** begin Source records **
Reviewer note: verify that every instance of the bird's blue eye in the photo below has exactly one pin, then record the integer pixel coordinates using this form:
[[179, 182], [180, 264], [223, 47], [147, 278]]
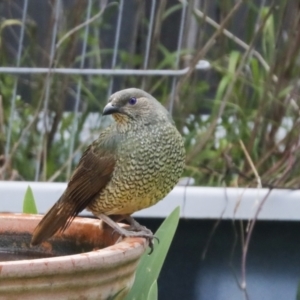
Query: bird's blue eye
[[132, 101]]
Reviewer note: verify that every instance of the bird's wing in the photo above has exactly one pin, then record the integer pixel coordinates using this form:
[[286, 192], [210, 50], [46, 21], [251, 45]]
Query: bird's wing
[[94, 171]]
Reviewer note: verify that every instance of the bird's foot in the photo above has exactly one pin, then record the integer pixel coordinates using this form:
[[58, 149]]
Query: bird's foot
[[134, 230]]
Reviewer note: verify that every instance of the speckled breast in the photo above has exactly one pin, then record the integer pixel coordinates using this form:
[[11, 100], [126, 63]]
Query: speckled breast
[[149, 163]]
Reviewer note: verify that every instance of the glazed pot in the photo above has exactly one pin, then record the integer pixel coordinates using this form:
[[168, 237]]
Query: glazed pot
[[84, 262]]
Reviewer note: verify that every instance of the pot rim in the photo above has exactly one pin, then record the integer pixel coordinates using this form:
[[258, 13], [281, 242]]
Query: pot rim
[[129, 248]]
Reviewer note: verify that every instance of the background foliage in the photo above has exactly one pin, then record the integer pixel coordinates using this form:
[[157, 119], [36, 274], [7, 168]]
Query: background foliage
[[249, 97]]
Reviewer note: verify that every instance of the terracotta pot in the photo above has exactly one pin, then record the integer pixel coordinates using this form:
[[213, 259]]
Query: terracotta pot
[[82, 263]]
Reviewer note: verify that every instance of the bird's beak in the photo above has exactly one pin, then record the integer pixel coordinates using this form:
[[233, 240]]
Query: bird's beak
[[110, 109]]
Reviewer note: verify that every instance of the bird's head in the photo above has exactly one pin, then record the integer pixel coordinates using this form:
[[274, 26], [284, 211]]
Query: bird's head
[[135, 106]]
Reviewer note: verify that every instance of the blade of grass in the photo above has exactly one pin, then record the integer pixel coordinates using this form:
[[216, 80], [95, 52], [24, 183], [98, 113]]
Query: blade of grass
[[150, 265], [29, 206]]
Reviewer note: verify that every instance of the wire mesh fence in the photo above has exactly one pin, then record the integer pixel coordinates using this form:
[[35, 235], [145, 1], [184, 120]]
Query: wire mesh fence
[[87, 25], [59, 61]]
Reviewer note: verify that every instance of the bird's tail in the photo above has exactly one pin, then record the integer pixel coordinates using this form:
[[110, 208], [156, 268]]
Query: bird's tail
[[57, 218]]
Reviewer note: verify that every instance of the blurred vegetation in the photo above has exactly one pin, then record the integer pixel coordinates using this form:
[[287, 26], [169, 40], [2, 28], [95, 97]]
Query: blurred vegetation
[[249, 97]]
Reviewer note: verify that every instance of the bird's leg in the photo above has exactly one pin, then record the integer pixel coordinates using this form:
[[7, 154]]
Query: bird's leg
[[142, 230], [135, 225]]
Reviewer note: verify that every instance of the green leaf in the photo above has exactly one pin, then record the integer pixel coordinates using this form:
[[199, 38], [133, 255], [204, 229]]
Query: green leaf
[[29, 206], [153, 293], [150, 265]]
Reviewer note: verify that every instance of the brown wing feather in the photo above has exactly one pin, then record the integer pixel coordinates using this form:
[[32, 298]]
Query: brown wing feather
[[91, 176]]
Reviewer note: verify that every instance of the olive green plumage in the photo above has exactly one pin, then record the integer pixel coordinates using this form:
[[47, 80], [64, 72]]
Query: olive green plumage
[[133, 164]]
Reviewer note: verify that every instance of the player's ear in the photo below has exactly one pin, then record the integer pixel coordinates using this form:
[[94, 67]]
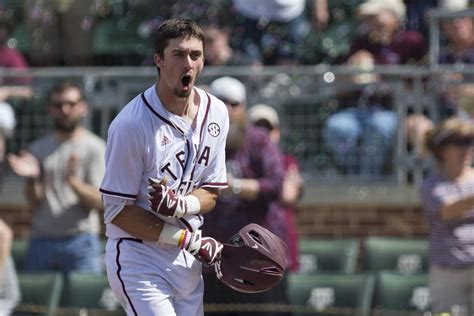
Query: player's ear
[[157, 59]]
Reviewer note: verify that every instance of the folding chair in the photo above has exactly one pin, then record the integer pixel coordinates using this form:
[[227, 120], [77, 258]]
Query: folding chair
[[401, 292], [328, 255]]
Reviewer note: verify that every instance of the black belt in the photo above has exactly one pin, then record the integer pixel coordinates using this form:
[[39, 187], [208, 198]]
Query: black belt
[[132, 239]]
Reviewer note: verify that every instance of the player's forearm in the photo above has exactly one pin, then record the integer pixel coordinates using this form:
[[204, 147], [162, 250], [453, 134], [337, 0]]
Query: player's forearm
[[139, 223], [457, 209], [34, 191], [89, 196], [207, 199]]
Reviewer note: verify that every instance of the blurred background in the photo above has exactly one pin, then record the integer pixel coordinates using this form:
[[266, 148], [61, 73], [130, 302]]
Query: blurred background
[[356, 84]]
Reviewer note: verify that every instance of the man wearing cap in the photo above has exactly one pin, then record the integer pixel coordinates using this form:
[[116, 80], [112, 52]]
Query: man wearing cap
[[382, 37], [266, 117], [255, 176]]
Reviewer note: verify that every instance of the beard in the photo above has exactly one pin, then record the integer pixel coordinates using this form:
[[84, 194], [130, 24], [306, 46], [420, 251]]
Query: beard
[[181, 93], [66, 126]]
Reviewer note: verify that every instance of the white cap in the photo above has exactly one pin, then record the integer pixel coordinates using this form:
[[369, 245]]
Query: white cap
[[264, 112], [371, 7], [228, 88], [7, 119]]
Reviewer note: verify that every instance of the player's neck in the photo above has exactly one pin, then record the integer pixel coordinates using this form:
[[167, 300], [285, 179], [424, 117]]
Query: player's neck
[[77, 132]]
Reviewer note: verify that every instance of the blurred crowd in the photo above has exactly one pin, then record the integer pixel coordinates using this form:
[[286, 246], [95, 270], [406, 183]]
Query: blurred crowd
[[118, 32], [358, 134]]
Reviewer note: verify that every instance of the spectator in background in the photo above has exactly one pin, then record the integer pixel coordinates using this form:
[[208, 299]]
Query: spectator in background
[[7, 125], [448, 201], [270, 30], [9, 288], [12, 59], [255, 177], [361, 133], [417, 15], [454, 93], [265, 116], [63, 170], [383, 37]]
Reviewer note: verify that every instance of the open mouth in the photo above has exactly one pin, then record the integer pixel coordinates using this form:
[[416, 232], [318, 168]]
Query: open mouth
[[186, 80]]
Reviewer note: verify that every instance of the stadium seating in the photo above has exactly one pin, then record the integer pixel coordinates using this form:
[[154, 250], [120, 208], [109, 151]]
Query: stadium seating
[[19, 248], [400, 292], [328, 255], [405, 255], [40, 293], [90, 291], [335, 294]]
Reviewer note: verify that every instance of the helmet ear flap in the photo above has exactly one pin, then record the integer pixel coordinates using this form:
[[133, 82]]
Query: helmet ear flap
[[253, 261]]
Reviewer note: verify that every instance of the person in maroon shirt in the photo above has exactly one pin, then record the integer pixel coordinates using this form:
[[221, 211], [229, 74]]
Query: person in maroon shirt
[[255, 177], [10, 57], [382, 36]]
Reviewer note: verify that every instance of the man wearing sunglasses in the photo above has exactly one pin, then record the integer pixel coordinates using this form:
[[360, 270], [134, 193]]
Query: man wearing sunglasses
[[448, 201], [63, 170]]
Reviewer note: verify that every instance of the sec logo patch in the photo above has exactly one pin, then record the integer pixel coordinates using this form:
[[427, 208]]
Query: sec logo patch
[[214, 129]]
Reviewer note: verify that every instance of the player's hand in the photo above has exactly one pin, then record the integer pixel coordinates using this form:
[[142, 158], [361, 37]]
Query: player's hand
[[205, 249], [163, 200]]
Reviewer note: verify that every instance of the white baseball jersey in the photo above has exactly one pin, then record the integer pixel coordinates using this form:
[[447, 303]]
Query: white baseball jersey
[[145, 140]]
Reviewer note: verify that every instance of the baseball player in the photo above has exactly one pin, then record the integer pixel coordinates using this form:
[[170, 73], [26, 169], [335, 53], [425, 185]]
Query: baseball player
[[165, 163]]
** end Source records **
- [Work instructions]: Reproduce all of the records above word for word, omitting the pictures.

- [Solution to this task]:
Reviewer note: verify that every instance of the bird's blue eye in the photo below has exactly one pin, then record the integer pixel coordinates using this form:
[[179, 182], [180, 264], [223, 47], [147, 278]]
Query: bird's blue eye
[[132, 101]]
Reviewer note: verify that every instance of the bird's wing in the photo above has exactly one pin, then record the integer pixel coordinates using this form:
[[286, 192], [210, 50], [46, 21], [251, 45]]
Query: bird's wing
[[94, 171]]
Reviewer note: verify that every instance of the bird's foot in the photo above has exactly one pin, then record the integer pixel coordinates using this form:
[[58, 149]]
Query: bird's foot
[[134, 230]]
Reviewer note: verify that every instance of the speckled breast in the photo above has exactly one pin, then record the integer pixel coordinates using this form:
[[11, 100], [126, 63]]
Query: speckled breast
[[149, 163]]
Reviewer note: verify that every instance of the glazed pot in the photo above has exactly one pin, then record the integer pixel coordinates using this form:
[[168, 237]]
Query: glazed pot
[[84, 262]]
Reviewer note: verify that every instance of the pot rim in the photo above has exactly one pin, then record the integer pixel coordinates using this form:
[[258, 13], [281, 242]]
Query: pot rim
[[129, 248]]
Reviewer note: verify that every instance of the background foliage in the photo above has exactly one pin, then record the integer pixel coordinates using this form:
[[157, 119], [36, 274], [7, 168]]
Query: background foliage
[[249, 97]]
Reviewer note: verify that every instance of the terracotta pot in the photo above has exactly one pin, then record the integer pixel coordinates using this form:
[[213, 259]]
Query: terracotta pot
[[82, 263]]
Reviewer note: verify that every instance of the bird's beak in the photo above has exactly one pin, then record the integer pixel coordinates using this form:
[[233, 240]]
Query: bird's beak
[[110, 109]]
Reviewer note: verify that every instance of the bird's head in the photo above has exactly one pin, then record the integer pixel coordinates using this form:
[[274, 26], [284, 211]]
Query: bird's head
[[135, 106]]
Reviewer note: verify that every instance of the blade of grass in the photo above has exactly one pin, then record the integer pixel coordinates using this form:
[[216, 80], [95, 52], [24, 183], [98, 113]]
Query: blade of grass
[[150, 265], [29, 206]]
Reviewer note: verify that every instance of the wire mesh fence in the photo above has exactly one pin, then record the integer pixel coordinates using this form:
[[35, 235], [145, 1], [184, 120]]
Query: wire mesh fence
[[87, 25], [59, 61]]
Reviewer note: verify that every instance of the bird's tail in the photo above has exactly one pin, then record the integer pixel coordinates using this form:
[[110, 208], [156, 268]]
Query: bird's tail
[[57, 218]]
Reviewer note: verify that every instance of the blurred vegetation in the photo above has exactly one pin, then record the integer pixel coordinates using this form:
[[287, 26], [169, 40], [2, 28], [95, 97]]
Query: blurred vegetation
[[249, 97]]
Reviewer note: verify that every instance of the bird's leg in the photo above has exactly one pin, then record the integer pixel coordinates using this form:
[[7, 154]]
Query: bird's leg
[[142, 230], [135, 225]]
Reviewer note: verify that every instance of the green leaf in the photo above has exactly one pin, then record the integer pixel coordinates using this form:
[[199, 38], [133, 255], [204, 229]]
Query: green leaf
[[29, 206], [153, 293], [150, 265]]
Reviewer note: verify that every instance of the brown wing feather in the photo above has exactly one pin, then record the integer pixel coordinates using this form:
[[32, 298]]
Query: brown wing feather
[[91, 176]]
Reviewer note: verify that every instance of the olive green plumage in the photo above has exactly one pin, then record the integer pixel coordinates using this form:
[[47, 80], [64, 72]]
Query: olive green plumage
[[133, 164]]
Reviewer note: verify that every instance of the player's ear in the photo below has exactly one pin, then record the integer pixel coordinates using this form:
[[94, 67]]
Query: player's ear
[[157, 59]]
Reviewer note: verify that every instance of the folding chair in the photo above has exactly one pin, then record the integer pixel coordinates using this form:
[[227, 120], [77, 258]]
Query: folding chair
[[401, 292], [328, 255]]
Reviewer note: verify that every instance of the black belt in the photo above has exactly one pin, then record the integer pixel coordinates using this form:
[[39, 187], [208, 198]]
Query: black belt
[[132, 239]]
Reviewer note: verify that every instance of the player's forearm in the photo above has exactly one pin, then record the integer pixel coordinates using this form:
[[204, 147], [162, 250], [453, 134], [337, 0]]
Query: player's forearm
[[139, 223], [457, 209], [34, 191], [89, 196], [207, 199]]
Reviewer note: verify that every instance of the blurred background in the photo above has exactly one pin, then record the integer pixel coordinates using this form:
[[266, 148], [61, 73], [130, 302]]
Query: blurred background
[[356, 84]]
Reviewer note: verify that every instance of the man wearing cap in the photo above has exactly one pin, then record the integer pixel coordinates using this form:
[[116, 80], [112, 52]]
Query: man wearing cap
[[382, 37], [266, 117], [255, 176]]
Reviewer note: verify that every instance of the beard in the photo above has exactly one pin, then record the integer pixel coordinates using this form:
[[84, 194], [130, 24], [306, 46], [420, 251]]
Query: beard
[[181, 93], [66, 126]]
Reviewer note: verify that every instance of the white cap in the photo above has exactly one pin, then record the integer pixel coordinates using this form:
[[369, 245]]
Query: white cap
[[264, 112], [371, 7], [228, 88], [7, 119]]
Reviewer note: verify that every instance of the player's neck in the photo above has exactly one pin, then record the integer pixel coordinates using this form:
[[167, 300], [285, 179], [424, 117]]
Query: player's neck
[[77, 132]]
Reviewer note: verify that every instance of the blurred crowd in the photo above has exactly one pin, then record the integer pixel coordinates using this form:
[[286, 246], [95, 270], [406, 183]]
Query: blurred crowd
[[118, 32], [358, 134]]
Reviewer note: verify that every instance of the spectator in background in the photo above has exactly one pin, then record the integer pixel coordinates using this form:
[[208, 299]]
Query: spectator in background
[[7, 125], [448, 201], [270, 30], [9, 288], [12, 59], [255, 177], [361, 133], [417, 15], [454, 93], [265, 116], [63, 170], [383, 37]]
Reviewer note: verify that every instance of the open mouth in the photo above has exactly one pin, then record the integer pixel coordinates using this form:
[[416, 232], [318, 168]]
Query: open mouth
[[186, 80]]
Reviewer note: verify that every instance of the stadium seating in the photo above has exactly one pin, then record the integer pixel coordinates using this form:
[[154, 250], [120, 208], [109, 151]]
Query: stadium seating
[[19, 248], [400, 292], [328, 255], [405, 255], [40, 293], [90, 291], [335, 294]]
Reviewer note: verify that every instance of the helmet ear flap in the photo above has exactly one pin, then record the integer pixel coordinates using this form:
[[133, 82]]
Query: helmet ear flap
[[253, 261]]
Reviewer note: verify that every instance of the person in maroon shirt in the photo above has exactly one pin, then record the integer pixel coordinates using this form:
[[221, 211], [229, 74]]
Query: person in maroon shirt
[[255, 177], [10, 57], [382, 36]]
Reviewer note: verify that every instance of the man wearing sunglasses in the photo above has exactly one pin, then record the integer pixel coordinates using this form:
[[360, 270], [134, 193]]
Query: man wearing sunglasses
[[448, 201], [63, 170]]
Reviewer note: verify that every instance of the sec logo patch in the photo above has exactly one pin, then record the integer pixel coordinates using this form:
[[427, 208]]
Query: sec logo patch
[[214, 129]]
Reviewer note: verify that every instance of the player's hand in the photo above has exactly one pin, then record the integer pixel coordinates using this form:
[[142, 158], [361, 37]]
Query: player's hand
[[205, 249], [163, 200]]
Reviewer note: verify that every instance of the white baseball jersey in the photo above has exactly one pin, then record the integer pixel coordinates using this form:
[[447, 303]]
Query: white baseball jersey
[[145, 140]]
Reviewer note: verify that every instance of the baseball player in the photo above has exactly one pin, then record the integer pixel coordinates using this form:
[[170, 73], [26, 169], [335, 53], [425, 185]]
Query: baseball player
[[165, 163]]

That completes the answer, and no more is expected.